- **INSTRUCTIONS FOR THE TASK**
Every line below between the one holding "negative clicks: (139, 307)" and the one holding "positive clicks: (137, 323)", inclusive, should be copied exactly, and no other line.

- **SUPPLIED DATA**

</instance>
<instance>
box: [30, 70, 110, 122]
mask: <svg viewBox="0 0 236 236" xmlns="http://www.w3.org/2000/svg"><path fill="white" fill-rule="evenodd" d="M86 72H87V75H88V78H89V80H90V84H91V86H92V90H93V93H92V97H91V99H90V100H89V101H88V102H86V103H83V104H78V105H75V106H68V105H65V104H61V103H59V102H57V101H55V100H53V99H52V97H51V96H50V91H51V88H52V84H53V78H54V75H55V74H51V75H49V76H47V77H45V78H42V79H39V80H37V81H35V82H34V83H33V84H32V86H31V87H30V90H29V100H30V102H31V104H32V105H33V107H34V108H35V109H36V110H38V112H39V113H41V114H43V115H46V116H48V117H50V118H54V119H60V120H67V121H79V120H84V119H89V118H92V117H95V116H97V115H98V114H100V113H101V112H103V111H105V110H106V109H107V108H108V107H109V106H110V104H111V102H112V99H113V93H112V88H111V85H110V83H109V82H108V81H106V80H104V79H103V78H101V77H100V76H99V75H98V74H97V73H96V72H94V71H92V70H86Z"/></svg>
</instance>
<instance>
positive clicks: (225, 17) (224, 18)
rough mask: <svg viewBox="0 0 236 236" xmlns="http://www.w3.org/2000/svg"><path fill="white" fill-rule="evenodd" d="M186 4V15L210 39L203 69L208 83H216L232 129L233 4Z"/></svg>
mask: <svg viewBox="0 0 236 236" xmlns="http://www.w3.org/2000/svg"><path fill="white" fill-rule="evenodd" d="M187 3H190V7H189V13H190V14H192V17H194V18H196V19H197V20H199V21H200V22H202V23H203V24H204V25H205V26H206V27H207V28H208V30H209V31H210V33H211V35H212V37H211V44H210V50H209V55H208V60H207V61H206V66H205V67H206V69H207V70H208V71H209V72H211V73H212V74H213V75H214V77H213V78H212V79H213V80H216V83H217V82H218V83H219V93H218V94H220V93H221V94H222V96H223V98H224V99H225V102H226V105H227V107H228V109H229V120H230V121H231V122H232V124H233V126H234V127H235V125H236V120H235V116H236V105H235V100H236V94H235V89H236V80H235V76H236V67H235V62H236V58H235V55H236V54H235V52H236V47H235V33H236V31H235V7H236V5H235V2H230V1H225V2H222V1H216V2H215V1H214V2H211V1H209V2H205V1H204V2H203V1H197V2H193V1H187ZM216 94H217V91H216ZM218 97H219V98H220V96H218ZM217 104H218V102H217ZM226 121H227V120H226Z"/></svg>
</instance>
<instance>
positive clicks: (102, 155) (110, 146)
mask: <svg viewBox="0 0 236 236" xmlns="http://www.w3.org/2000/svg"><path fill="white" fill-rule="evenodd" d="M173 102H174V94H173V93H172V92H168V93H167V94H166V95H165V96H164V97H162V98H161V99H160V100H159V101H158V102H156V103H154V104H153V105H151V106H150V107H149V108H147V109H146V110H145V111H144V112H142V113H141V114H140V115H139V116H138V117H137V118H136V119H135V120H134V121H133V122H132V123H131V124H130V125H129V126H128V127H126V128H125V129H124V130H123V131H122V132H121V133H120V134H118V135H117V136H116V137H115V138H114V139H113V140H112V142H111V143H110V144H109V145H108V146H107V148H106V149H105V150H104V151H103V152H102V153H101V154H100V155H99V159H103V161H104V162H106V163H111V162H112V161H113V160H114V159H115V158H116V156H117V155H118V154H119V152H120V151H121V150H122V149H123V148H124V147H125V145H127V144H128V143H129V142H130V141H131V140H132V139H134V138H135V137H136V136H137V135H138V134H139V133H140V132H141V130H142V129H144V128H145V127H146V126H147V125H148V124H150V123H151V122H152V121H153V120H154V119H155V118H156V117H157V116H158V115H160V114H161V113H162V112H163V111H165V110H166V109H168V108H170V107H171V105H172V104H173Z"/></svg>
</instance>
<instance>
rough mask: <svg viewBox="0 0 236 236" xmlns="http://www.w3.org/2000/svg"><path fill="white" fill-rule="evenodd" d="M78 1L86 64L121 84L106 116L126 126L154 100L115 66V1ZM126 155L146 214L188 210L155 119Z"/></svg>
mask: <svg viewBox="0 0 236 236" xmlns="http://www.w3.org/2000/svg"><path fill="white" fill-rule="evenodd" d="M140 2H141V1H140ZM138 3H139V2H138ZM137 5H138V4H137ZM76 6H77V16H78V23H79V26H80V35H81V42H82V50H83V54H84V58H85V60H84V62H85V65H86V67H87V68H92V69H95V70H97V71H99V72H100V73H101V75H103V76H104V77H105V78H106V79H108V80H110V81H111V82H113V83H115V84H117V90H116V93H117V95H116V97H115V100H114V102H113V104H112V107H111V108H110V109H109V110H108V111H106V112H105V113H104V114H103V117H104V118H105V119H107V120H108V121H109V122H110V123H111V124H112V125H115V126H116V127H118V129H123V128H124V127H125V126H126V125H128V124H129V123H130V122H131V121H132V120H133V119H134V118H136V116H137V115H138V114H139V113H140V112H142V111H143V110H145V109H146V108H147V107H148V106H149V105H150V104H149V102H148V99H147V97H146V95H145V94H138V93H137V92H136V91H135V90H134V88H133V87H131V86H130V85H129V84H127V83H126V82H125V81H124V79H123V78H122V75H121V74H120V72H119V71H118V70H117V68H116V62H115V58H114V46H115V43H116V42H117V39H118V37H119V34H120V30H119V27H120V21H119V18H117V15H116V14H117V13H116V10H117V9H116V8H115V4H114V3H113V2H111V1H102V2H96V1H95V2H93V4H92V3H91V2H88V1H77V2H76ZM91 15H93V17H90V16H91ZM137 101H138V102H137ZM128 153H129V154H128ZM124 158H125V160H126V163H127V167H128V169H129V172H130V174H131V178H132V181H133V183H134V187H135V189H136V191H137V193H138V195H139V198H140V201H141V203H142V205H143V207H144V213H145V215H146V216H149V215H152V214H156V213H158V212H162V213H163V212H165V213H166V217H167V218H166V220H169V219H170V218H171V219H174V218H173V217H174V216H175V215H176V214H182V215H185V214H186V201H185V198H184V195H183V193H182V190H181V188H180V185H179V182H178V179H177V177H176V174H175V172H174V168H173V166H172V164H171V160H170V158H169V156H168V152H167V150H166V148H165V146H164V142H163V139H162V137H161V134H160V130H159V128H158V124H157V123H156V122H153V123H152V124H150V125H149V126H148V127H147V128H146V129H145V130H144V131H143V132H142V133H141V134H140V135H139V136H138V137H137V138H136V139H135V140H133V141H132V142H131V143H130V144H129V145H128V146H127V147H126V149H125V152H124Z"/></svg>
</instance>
---
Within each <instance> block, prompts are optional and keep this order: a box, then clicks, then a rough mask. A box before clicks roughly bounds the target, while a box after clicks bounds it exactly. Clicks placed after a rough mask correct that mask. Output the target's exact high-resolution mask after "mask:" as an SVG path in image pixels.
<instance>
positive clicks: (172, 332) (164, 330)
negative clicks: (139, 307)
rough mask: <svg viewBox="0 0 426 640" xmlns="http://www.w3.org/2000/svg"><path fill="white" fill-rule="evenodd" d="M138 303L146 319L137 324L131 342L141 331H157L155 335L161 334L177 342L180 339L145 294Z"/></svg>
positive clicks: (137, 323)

- **ANSWER AREA**
negative clicks: (139, 307)
rough mask: <svg viewBox="0 0 426 640" xmlns="http://www.w3.org/2000/svg"><path fill="white" fill-rule="evenodd" d="M138 303L146 319L137 324L131 342L141 331H157L155 335L161 334L177 342L180 339L145 294Z"/></svg>
positive clicks: (137, 323)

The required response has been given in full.